ROYAL ACADEMY OF ARTS (LONDRES): 07/10/17-03/01/2018
La Royal Academy of
Arts de Londres propone para este otoño una exposición donde poder rastrear los
lugares que, desde la radical diferencia, puedan auspiciar algún tipo de
contacto entre Duchamp y Dalí para así comprender mejor la obra
de dichos artistas. Situándose en Cadaqués como centro neurálgico, la
exposición disecciona el entroncamiento de ambos genios a través de cuatro
bloques temáticos: el cuestionamiento de la pintura, el erotismo, la ciencia y
el ajedrez. Pero de esta exposición -–una vez se celebre el poder contemplar
los principales readymades, la reconstrucción del Gran Vidrio a cargo de Richard
Hamilton o el material preparatorio para Étant Donnés-– no hay mucho más que decir desde que fue tumbada sin
misericordia ninguna por Pedro Alberto
Cruz en su estupenda crítica
Pero
en cualquier modo la exposición, aún con sus puntos oscuros, nos ha dejado una
instantánea a la que merece prestar atención: una vitrina compartida por dos
obras icónicas del siglo XX, la Fuente
(1917) de Duchamp y el Teléfono afrodisíaco blanco (1936) de Dalí. Mucho se podría escribir acerca
de tan estrambótica conjugación y mucho que decir acerca de la propia historia
del arte contemporáneo. En este sentido, nosotros queremos hacernos eco de esta
quien sabe si histórica confabulación para dar cuenta de un error de bulto que
ha preñado de inconsistencias la reciente historia del arte.
Y es que vistos a los
ojos profanos de hoy –y no tan profanos pues hay toda una línea canónica de interpretación
estética– tales objetos remiten a problematizar esa frontera que separa el
ámbito del arte de lo que no es arte. Así, hay toda una hagiografía en torno a
ambos artistas como encumbrados anacoretas llamados a derribar el arte como
ámbito privilegiado. Y eso, estando en una época de dilapidación y de
una pretendida superación que nunca llega, es visto como un intento anarquista
con capacidad suficiente para quedarse grabado en nuestra retina como una bomba
llamada a sembrar de escombros ese arte burgués y academicista que, se nos
dice, era el de antaño.
_ _ _
◆ **Objetivos**
**A)** Según el texto sobre Duchamp y Dalí, ¿con qué propósito se quiere hacer eco de la vitrina que comparten la Fuente y el Teléfono afrodisíaco blanco? Explícalo en una o dos oraciones.
**B)** Traduce al inglés esta oración del texto sobre Duchamp y Dalí: "Situándose en Cadaqués como centro neurálgico, la exposición disecciona el entroncamiento de ambos genios a través de cuatro bloques temáticos: el cuestionamiento de la pintura, el erotismo, la ciencia y el ajedrez."
**C)** Prosigue el texto sobre Duchamp y Dalí a partir de su última oración.

◆ **Datos extraídos**
_ _ _
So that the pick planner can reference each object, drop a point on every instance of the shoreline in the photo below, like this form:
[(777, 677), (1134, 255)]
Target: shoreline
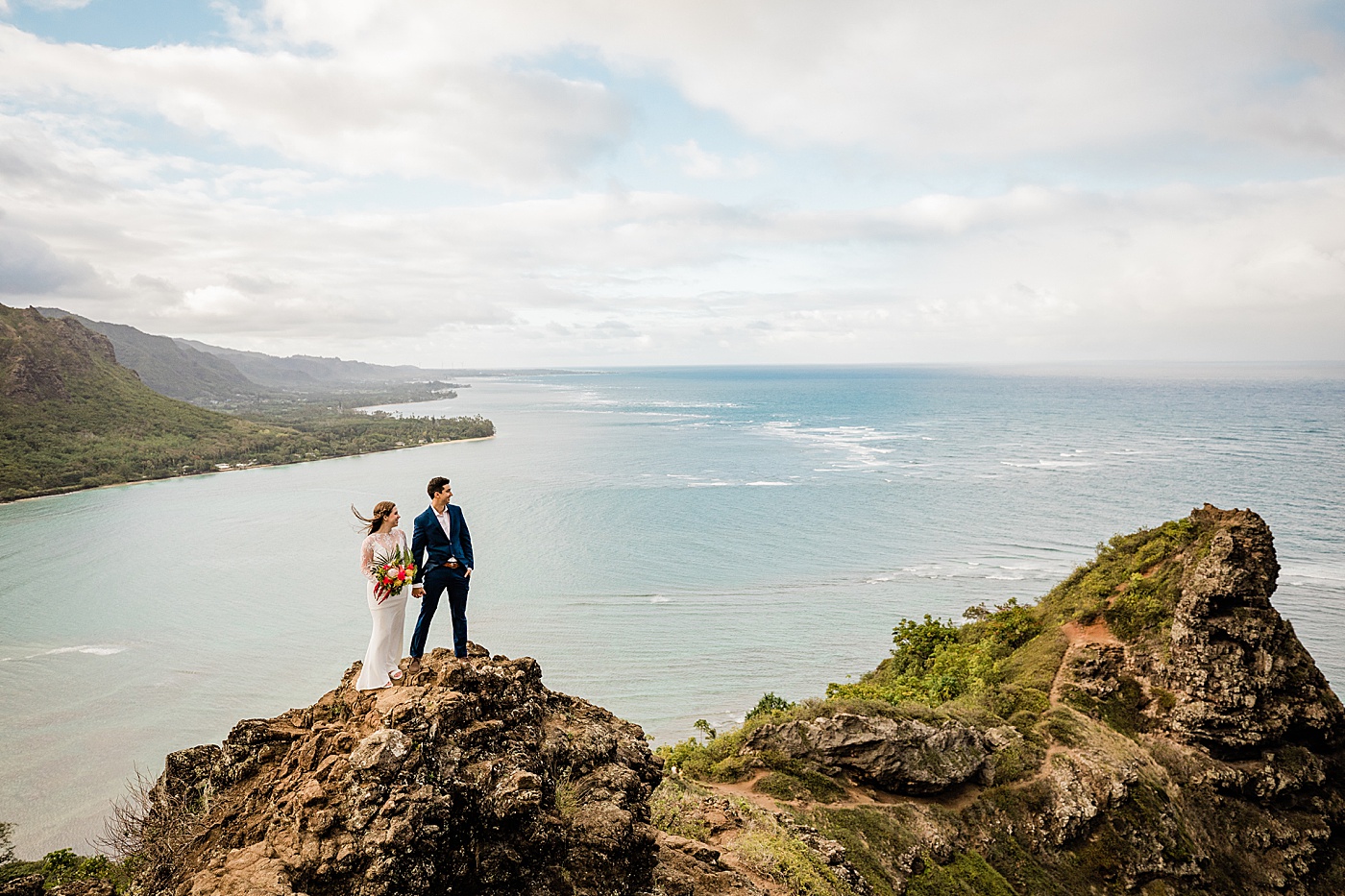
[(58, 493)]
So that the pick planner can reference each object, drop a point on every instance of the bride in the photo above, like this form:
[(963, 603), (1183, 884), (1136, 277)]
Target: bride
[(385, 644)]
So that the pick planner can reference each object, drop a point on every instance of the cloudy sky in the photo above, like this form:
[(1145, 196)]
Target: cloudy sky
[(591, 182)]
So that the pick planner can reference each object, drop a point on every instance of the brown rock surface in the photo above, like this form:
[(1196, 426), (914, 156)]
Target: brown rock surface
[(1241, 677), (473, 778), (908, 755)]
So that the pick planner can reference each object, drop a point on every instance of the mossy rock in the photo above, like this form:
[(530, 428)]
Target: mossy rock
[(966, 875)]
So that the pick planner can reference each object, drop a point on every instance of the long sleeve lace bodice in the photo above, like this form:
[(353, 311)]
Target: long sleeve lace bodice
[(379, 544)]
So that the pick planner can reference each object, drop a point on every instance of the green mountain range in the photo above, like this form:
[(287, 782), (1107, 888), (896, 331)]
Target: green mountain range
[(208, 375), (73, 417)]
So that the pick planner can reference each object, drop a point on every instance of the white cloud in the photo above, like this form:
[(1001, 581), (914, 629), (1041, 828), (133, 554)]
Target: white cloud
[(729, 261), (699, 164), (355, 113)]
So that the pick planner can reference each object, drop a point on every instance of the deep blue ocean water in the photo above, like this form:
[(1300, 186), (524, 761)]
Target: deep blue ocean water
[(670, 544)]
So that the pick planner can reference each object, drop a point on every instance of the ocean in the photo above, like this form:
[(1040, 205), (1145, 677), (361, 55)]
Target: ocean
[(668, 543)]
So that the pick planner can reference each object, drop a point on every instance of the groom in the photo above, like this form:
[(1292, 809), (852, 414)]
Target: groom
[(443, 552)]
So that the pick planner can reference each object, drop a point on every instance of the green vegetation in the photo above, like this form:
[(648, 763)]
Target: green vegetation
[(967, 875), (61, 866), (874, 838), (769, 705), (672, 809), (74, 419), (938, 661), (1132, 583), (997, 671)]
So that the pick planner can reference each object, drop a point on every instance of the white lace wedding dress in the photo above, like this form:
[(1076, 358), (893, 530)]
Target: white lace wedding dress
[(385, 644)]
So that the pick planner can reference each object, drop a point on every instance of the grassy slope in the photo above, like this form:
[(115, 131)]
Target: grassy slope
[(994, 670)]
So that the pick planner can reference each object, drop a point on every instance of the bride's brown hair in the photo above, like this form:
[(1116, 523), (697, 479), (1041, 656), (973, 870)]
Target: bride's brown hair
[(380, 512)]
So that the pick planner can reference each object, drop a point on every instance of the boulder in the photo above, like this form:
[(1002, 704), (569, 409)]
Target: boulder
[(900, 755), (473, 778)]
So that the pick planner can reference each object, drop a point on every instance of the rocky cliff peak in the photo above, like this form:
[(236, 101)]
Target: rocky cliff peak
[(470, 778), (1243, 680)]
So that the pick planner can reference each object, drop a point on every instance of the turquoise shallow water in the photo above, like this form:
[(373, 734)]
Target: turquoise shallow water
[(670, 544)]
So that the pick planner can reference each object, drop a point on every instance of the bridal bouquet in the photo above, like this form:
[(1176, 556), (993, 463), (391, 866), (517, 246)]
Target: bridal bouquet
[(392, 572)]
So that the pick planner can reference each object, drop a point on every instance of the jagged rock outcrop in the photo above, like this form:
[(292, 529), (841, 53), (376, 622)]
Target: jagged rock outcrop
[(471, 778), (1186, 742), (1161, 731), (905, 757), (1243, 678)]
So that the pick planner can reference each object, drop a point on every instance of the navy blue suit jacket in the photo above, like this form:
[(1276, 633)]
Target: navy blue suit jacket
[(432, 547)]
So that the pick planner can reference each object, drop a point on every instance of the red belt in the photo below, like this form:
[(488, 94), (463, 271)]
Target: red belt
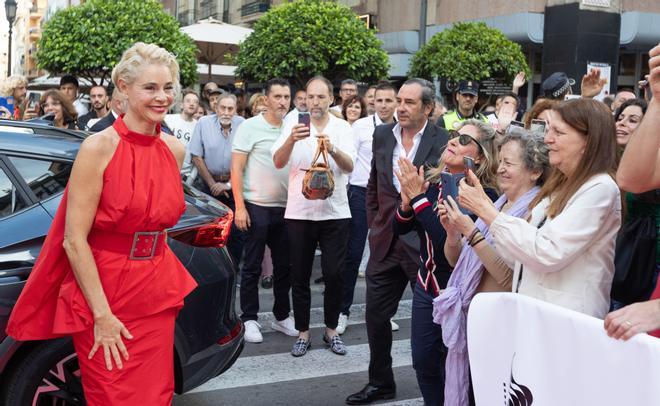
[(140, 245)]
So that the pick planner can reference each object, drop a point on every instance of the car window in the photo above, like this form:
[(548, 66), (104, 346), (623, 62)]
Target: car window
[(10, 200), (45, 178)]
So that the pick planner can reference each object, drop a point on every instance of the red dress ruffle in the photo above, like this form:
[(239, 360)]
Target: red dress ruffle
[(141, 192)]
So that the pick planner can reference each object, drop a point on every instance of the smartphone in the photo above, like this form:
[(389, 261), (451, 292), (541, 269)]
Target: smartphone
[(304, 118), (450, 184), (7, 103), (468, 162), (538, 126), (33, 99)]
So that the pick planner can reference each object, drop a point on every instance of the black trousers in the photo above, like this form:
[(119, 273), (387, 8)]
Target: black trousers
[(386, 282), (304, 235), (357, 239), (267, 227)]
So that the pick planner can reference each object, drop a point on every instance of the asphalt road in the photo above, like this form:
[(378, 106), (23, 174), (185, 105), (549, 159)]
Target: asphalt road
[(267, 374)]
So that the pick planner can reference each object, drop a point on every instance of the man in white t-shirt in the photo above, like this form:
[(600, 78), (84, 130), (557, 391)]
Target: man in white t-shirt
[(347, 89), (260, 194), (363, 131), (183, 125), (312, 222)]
_ _ _
◆ **Resultados**
**A)** El propósito es dar cuenta de un error de bulto que ha preñado de inconsistencias la reciente historia del arte.

**B)** Taking Cadaqués as its nerve center, the exhibition dissects the connection between the two geniuses through four thematic sections: the questioning of painting, eroticism, science, and chess.

**C)**
Sin embargo, dicha
interpretación es bastante deficiente si nos paramos a pensar tan solo un
instante: ¿qué logros son los suyos si cien años después estamos esperando aún
a que las fronteras terminen por derribarse?, ¿qué méritos los suyos si, a más
a más, el arte ha formado pinza con el capitalismo para reconvertirse en
dispositivo ideológico de primer orden, operando en ese frente invencible que forma
con el ocio y el turismo?, ¿qué méritos, en definitiva, los suyos, los de Duchamp y Dalí, si la estética se ha convertido en ideología estética?
Pero
por fácil que sea esta ecuación que nunca termina de despejar bien la "x" entre
los méritos logrados, la interpretación canónica suministrada y los pocos
efectos que parece haber tenido en el mundo del arte, se entiende que lo propio
sea dar la callada por respuesta y seguir adorando en sus vitrinas mausolíticas
al urinario y al teléfono langosta como bombas de relojerías cuya explosión, a
decir verdad, nunca se ha oído. En este sentido, ver compartiendo vitrina a
ambas bombas de relojería debería sumirnos en una profunda melancolía y en una
descorazonadora desolación.
Antes
de ofrecer una interpretación menos idealista e historicista de ambas obras de
arte, y con el fin de elaborar un fondo de contraste que permita vislumbrar lo
erróneo de esa canonicidad de la interpretación, digamos que para ahogar el
enorme silencio que han causado dichas explosiones, la teoría estética al uso
se ha empleado a fondo. Sin querer ser exhaustivos bien podemos dar algunos
nombres. Por ejemplo hay quien, como Peter
Burger, no se han dado cuenta del error interpretativo. Así, para él la Historia
debe de ser entendida desde un historicismo en el que primen las relaciones de
causa/efecto y de antes/después de modo que, sin menoscabo alguno, apuntó en su
día que las neovanguardias no son sino una absurda repetición de lo que ya
aconteció, e incluso, todavía peor, una etapa artística que al reincidir
caprichosamente en lo ya producido, convierte lo antiestético en estético y lo
transgresor en institucional. O sea, la vanguardia es un movimiento
histórico-artístico que como cualquier otro momento está desconectado de su
anterioridad y su posteridad.
Y aunque lo peregrino
de tales argumentaciones –argumentaciones que, ya voy avisando, anulan el
potencial heterocrónico que se ha demostrado es el mayor empuje de criticidad
que posee el arte contemporáneo– puedan sorprender, sin embargo fundamentaciones
parecidas a esta han copado buena parte de la teoría estética. Porque, ¿no es
la teoría de Danto del “arte después
de la historia de arte” un atajo para llegar a un punto parecido? Para él, en
la historia del arte si hay relaciones de anacronismo y diferimiento; pero si
se ha llegado al fin de una determinada narración de la historia del arte es
porque, por fin, con Warhol y sus
famosas Cajas Brillo, ese exceso de temporalidad es reducida a cero, anulada
merced a una interpretación donde ésta encarna perfectamente el significado de
la obra.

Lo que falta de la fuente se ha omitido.